The sid
program can be used to detect single nucleotide polymorphisms in aligned sequencing reads.
Based on the pileup output of Samtools, for each genome site the most
likely genotype is computed.
To install sid, clone the repository and change into the source directory. To prepare the cloned
repository for compilation, cd
into the directory and run
./autogen.sh
./configure
The program is then compiled and (optionally) installed to /usr/local/bin
with
make
sudo make install
For preprocessing, a working installation of samtools
is needed. Given
the aligned sequencing data in SAM or BAM format, a pileup needs to be generated: samtools mpileup input.bam > pileup.dat
Useful parameters for the samtools mpileup
program are -C 50
,
which is recommended for BWA-aligned reads, and -q 1
which
discards reads with ambiguous mapping. The switches -q
and -Q
can be used to set a lower
threshold for mapping quality and base quality, respectively.

··········

■ Questions to answer ■
- 1) In the sid documentation, which samtools mpileup parameter is recommended for BWA-aligned reads?
- 2) Continue the sid documentation from where it stops.

■ Stored data ■
··········

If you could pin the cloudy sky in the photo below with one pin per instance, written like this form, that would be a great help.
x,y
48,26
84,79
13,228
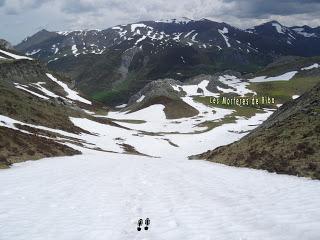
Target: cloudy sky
x,y
22,18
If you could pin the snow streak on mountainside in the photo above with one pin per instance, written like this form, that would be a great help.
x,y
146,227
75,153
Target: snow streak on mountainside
x,y
200,34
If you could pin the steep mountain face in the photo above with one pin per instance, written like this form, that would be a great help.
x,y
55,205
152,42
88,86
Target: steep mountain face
x,y
34,110
288,142
112,64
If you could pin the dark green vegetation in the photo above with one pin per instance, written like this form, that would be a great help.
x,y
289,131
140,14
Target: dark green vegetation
x,y
173,108
238,111
16,146
282,91
28,108
288,142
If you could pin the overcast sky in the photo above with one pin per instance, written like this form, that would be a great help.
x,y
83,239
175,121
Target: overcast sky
x,y
22,18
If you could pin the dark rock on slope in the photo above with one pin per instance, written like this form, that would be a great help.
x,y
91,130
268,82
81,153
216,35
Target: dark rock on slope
x,y
111,65
162,92
288,142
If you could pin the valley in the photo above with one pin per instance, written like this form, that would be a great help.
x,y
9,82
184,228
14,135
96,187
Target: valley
x,y
99,128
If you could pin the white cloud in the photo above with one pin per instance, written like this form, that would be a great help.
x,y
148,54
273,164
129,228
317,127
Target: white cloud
x,y
30,15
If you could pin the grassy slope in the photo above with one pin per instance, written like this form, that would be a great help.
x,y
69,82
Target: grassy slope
x,y
288,142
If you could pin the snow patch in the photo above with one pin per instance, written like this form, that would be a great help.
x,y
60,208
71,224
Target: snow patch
x,y
316,65
14,56
284,77
223,32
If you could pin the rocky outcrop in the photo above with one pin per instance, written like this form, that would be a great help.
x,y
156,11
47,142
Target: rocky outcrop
x,y
5,45
162,92
288,142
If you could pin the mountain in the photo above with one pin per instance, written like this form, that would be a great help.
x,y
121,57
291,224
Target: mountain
x,y
35,109
287,142
111,65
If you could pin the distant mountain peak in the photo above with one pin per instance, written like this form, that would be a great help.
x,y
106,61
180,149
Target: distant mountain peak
x,y
176,20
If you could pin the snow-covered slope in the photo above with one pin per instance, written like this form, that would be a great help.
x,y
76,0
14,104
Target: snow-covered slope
x,y
102,195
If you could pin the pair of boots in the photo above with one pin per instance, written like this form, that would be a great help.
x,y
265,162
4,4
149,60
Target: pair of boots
x,y
146,222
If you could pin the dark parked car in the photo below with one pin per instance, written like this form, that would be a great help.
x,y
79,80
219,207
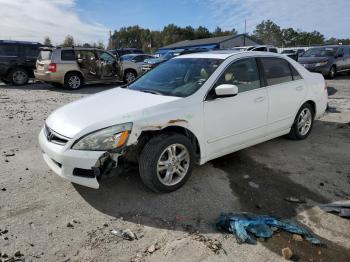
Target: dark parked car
x,y
327,60
153,62
293,53
17,61
124,51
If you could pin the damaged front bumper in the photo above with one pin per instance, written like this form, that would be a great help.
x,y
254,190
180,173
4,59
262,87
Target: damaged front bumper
x,y
79,167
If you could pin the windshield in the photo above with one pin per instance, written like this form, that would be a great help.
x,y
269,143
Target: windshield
x,y
177,77
169,55
321,52
45,55
127,57
288,52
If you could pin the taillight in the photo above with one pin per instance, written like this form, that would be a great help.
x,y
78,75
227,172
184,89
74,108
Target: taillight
x,y
52,67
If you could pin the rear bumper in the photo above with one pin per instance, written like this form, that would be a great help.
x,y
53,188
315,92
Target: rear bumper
x,y
48,77
324,70
64,161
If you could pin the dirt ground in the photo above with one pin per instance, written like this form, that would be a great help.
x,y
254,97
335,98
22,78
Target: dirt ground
x,y
46,218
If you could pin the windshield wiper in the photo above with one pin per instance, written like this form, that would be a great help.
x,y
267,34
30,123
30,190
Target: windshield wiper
x,y
150,91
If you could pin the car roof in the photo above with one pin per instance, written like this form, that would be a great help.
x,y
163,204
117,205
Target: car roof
x,y
18,42
219,54
224,54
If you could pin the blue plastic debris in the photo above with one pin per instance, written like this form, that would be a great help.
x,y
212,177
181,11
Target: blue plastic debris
x,y
244,224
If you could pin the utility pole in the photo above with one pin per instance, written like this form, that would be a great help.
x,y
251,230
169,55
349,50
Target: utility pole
x,y
245,31
110,40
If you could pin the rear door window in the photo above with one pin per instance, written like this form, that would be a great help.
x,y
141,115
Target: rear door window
x,y
295,73
9,50
68,55
276,70
104,56
242,73
262,49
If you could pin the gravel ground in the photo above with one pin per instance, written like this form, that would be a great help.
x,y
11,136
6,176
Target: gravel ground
x,y
48,219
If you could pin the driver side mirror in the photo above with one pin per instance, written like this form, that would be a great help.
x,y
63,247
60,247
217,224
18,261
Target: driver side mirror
x,y
226,90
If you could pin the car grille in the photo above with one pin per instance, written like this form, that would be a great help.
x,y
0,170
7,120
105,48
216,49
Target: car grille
x,y
53,137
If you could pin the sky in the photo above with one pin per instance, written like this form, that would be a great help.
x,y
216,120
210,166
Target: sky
x,y
90,20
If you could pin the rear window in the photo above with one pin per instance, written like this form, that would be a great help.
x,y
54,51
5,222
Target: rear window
x,y
276,70
45,55
8,50
67,55
31,51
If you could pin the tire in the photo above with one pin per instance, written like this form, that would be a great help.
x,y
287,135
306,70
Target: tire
x,y
156,153
73,81
58,85
303,123
6,81
18,76
129,76
332,72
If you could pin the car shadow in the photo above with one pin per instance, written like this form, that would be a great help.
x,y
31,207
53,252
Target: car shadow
x,y
86,89
220,186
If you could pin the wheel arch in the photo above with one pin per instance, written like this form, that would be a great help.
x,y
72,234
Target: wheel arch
x,y
75,72
14,67
313,104
146,135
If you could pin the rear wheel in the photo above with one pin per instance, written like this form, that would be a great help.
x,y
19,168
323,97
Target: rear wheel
x,y
166,162
73,81
56,84
19,76
303,123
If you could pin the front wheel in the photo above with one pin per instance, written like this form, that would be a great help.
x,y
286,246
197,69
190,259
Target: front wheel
x,y
332,72
303,123
129,77
166,162
19,77
73,81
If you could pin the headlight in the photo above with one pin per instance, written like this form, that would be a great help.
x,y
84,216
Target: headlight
x,y
109,138
321,63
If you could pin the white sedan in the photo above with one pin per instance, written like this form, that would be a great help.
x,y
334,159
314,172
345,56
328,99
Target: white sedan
x,y
186,111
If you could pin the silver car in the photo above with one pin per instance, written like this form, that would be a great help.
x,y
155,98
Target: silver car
x,y
132,66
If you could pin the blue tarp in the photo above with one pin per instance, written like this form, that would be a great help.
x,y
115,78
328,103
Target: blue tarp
x,y
244,224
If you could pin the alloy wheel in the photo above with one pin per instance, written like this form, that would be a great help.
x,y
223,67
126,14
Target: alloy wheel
x,y
74,82
19,77
304,121
173,164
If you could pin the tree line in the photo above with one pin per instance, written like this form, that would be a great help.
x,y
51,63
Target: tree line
x,y
69,42
267,32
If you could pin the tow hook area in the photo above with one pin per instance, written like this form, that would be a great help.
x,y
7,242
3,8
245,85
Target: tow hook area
x,y
105,164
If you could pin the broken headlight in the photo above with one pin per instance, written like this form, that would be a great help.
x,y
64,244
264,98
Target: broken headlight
x,y
109,138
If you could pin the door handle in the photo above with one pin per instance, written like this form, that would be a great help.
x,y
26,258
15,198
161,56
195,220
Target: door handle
x,y
259,99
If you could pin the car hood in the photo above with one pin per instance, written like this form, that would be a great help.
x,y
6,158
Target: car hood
x,y
311,60
104,109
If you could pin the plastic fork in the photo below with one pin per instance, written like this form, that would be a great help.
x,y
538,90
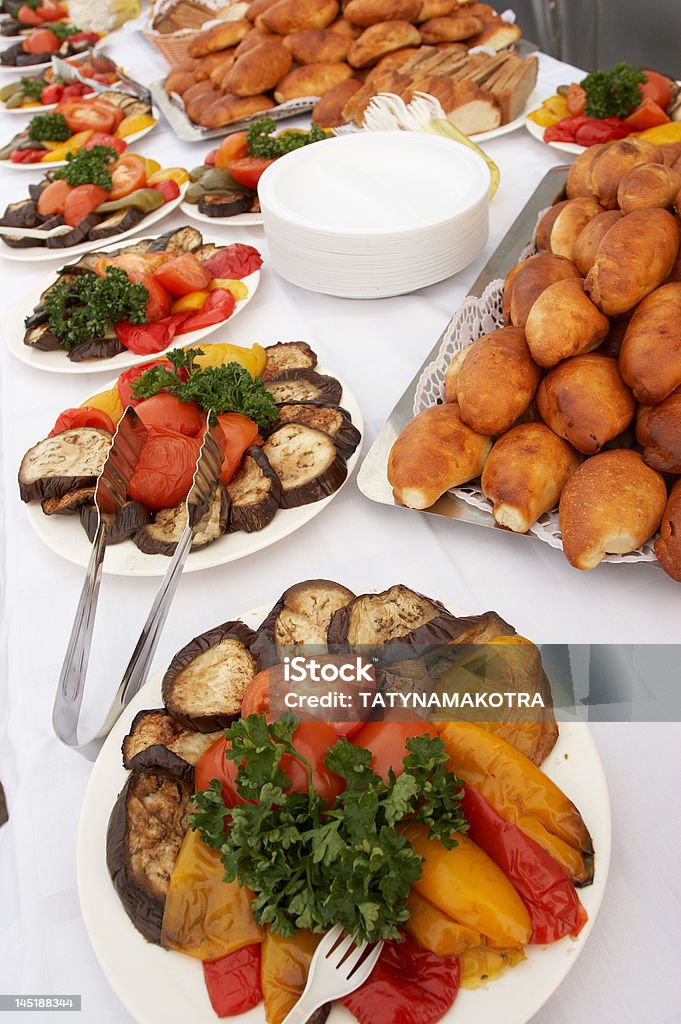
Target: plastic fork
x,y
338,967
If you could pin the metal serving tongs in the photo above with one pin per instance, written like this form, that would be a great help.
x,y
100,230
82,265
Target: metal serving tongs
x,y
111,495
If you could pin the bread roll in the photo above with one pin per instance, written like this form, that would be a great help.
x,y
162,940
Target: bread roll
x,y
497,381
528,279
650,354
589,239
611,505
436,451
525,473
585,400
563,322
611,164
636,255
378,40
668,545
648,185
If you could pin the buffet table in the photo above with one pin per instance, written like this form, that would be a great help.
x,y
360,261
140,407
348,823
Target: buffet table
x,y
377,346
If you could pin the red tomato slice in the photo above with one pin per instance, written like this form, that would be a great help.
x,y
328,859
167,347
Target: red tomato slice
x,y
85,416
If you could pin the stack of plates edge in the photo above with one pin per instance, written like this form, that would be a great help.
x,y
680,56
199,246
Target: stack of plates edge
x,y
375,214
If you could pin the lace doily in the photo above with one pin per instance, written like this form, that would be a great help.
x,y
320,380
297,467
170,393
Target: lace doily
x,y
474,318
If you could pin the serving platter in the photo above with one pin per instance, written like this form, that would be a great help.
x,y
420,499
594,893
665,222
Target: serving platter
x,y
156,984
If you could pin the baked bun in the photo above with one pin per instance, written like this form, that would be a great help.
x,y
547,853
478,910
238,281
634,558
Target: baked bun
x,y
585,400
525,473
658,432
611,505
636,255
563,322
497,381
436,451
650,353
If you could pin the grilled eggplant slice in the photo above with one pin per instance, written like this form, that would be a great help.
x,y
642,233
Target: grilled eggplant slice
x,y
68,462
304,385
288,355
255,493
332,419
206,681
307,463
144,835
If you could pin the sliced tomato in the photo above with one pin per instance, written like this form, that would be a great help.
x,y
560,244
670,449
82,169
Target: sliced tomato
x,y
81,202
85,416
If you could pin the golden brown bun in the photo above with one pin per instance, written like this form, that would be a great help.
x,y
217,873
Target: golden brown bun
x,y
580,181
528,279
311,80
220,37
497,381
636,255
259,70
525,473
611,505
668,545
378,40
647,185
563,322
585,400
296,15
229,108
436,451
610,166
329,110
650,354
658,432
589,239
366,12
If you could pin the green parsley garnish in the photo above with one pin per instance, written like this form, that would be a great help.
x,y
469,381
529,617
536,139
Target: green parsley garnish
x,y
228,388
310,865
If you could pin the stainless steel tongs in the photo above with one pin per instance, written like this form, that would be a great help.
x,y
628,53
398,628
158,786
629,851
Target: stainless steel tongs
x,y
111,495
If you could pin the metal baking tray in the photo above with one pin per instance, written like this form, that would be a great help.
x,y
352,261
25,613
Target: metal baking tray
x,y
372,478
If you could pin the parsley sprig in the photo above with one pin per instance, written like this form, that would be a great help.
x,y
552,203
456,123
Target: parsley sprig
x,y
310,865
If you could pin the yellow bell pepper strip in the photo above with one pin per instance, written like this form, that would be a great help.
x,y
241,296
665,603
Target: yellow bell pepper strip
x,y
467,886
522,795
434,931
205,916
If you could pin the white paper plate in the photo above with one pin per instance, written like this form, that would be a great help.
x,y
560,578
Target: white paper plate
x,y
68,539
58,361
155,984
36,254
240,220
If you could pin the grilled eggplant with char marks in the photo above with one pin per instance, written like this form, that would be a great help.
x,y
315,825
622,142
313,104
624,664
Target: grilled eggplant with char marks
x,y
304,385
255,493
145,832
288,355
65,463
162,536
307,463
206,681
332,419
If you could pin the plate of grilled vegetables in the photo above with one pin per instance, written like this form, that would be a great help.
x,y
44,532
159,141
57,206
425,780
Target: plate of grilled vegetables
x,y
484,880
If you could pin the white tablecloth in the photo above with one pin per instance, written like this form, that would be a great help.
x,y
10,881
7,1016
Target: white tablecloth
x,y
630,973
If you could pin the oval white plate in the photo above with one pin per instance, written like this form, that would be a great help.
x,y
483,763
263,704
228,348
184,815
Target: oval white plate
x,y
155,984
240,220
58,361
37,254
68,539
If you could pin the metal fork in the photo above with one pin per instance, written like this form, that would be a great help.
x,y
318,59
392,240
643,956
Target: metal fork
x,y
338,967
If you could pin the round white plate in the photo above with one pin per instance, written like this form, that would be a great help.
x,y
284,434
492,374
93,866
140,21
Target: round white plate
x,y
58,361
37,254
48,165
68,539
155,984
240,220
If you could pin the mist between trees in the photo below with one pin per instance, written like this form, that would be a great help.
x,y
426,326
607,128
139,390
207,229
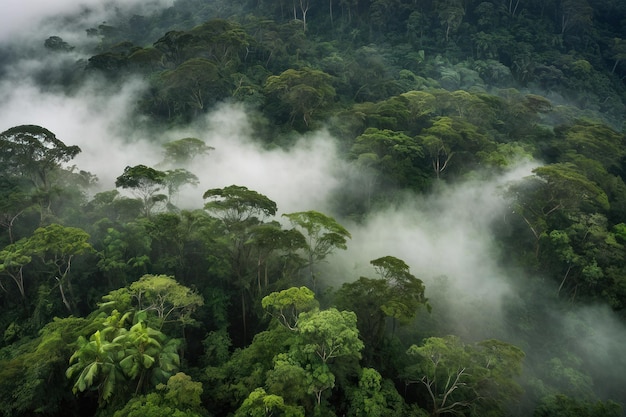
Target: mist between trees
x,y
306,209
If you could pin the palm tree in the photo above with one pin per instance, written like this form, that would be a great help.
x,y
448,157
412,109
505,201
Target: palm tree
x,y
96,361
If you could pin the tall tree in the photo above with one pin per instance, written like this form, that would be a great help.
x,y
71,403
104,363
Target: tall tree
x,y
34,153
323,234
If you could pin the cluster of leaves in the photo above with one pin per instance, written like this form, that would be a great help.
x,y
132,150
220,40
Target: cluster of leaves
x,y
419,95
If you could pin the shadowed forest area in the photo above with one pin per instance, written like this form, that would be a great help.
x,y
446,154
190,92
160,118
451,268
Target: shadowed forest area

··········

■ Answers to this exercise ■
- 1) -C 50

- 2)
The pileup is then used as the sid
input:
sid -m local pileup.dat > output.csv
The -m
switch selects the SNP calling method, see sid -h
for all available ones.
The output is given as comma-separated values (CSV).
chrom,pos,label,gt,hom_conf,het_conf,conf_type
1,3003229,hom,GG,2.98235e-13,1,p_value
1,3003230,hom,GG,3.67401e-14,1,p_value
1,3003231,het,GA,1,8.01707e-17,p_value
1,3003232,hom,AA,4.36739e-12,1,p_value
Each line represents the genotype calling result for one genome site, defined by a chromosome
(chrom
) and a coordinate (pos
). The label
is either hom
or het
and indicates a homozygous
or heterozygous site, respecitvely, while the gt
column lists the called genotype. The next two
columns give the confidence in the call as a P-value.